#### Data records
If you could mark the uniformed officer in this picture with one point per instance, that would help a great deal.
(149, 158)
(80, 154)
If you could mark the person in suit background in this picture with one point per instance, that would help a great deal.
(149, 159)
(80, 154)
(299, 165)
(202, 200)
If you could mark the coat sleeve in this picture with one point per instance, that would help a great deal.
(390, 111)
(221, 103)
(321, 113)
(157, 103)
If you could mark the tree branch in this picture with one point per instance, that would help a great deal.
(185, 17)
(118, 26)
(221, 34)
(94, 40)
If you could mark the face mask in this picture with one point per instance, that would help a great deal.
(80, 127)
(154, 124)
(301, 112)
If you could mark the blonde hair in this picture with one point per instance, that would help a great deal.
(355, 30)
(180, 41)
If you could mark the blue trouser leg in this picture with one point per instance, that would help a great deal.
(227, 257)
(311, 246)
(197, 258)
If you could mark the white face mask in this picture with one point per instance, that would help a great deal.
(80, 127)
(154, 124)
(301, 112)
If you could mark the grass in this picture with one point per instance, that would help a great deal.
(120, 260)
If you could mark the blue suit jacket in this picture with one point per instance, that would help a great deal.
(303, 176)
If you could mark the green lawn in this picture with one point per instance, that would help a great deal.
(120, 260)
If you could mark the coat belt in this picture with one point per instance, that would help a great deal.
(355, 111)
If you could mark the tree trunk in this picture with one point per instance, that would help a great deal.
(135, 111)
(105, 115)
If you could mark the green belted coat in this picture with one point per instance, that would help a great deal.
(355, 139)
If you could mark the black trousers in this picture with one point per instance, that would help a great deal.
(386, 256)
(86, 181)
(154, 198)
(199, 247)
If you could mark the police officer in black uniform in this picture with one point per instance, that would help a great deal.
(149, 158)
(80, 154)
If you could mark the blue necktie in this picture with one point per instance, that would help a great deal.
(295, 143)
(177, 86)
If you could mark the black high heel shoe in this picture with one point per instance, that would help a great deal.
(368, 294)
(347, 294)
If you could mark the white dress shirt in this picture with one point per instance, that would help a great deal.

#### Exercise aim
Every entry should be retyped exactly as it appears.

#### Answer to this problem
If you could mark the uniformed officer in this picture with one point per instance, that would help a great deal.
(149, 158)
(80, 154)
If you could mark the person in suit background in this picture with one point per instance, that would help a great deal.
(149, 159)
(80, 154)
(299, 165)
(202, 200)
If you could mark the coat sleeve in this picture with one point per instance, that would help a great deal.
(390, 111)
(221, 103)
(321, 113)
(157, 103)
If you could mark the tree branch in this picture with one point per instance, that would help a great deal.
(185, 17)
(118, 26)
(221, 34)
(94, 40)
If you could mark the face mask in this picture with one point per instance, that would help a great deal.
(80, 127)
(154, 124)
(301, 112)
If you could mark the blonde hair in this picture with one point per instance, that would help a great deal.
(355, 30)
(180, 41)
If you could mark the blue trouser leg in this picture with one point per instance, that would help a great deal.
(227, 257)
(311, 246)
(197, 258)
If you could mark the white face mask in this picture with one point per instance, that would help a great deal.
(80, 127)
(154, 124)
(301, 112)
If you could mark the grass in this picture with one point per instance, that would help a great deal.
(120, 260)
If you could mark the blue suit jacket in this picture with one point per instance, that would help a great deal.
(303, 176)
If you could mark the green lawn in this picture with one point per instance, that would help a great deal.
(120, 260)
If you could mark the coat belt in this picture with one point per instance, that would help a great deal.
(355, 111)
If you could mark the tree trunk in this picture with one point per instance, that would help a great deal.
(135, 111)
(105, 115)
If you could mark the green belted coat in this picture with one point per instance, that would help a great deal.
(355, 139)
If you could mark the black trousers in this picture with one point per instance, that would help a great deal.
(386, 256)
(86, 181)
(154, 198)
(199, 247)
If you could mark the police officer in black uniform in this picture with one point per instance, that would help a great deal.
(149, 158)
(80, 154)
If you could mark the blue necktie in this picture with one point per instance, that would help a great deal.
(295, 143)
(177, 86)
If you could mark the black high heel shoe in this picture with one point per instance, that would help a great deal.
(368, 294)
(347, 294)
If you could mark the white dress shirt in this picture with one point per instance, that would help a great deal.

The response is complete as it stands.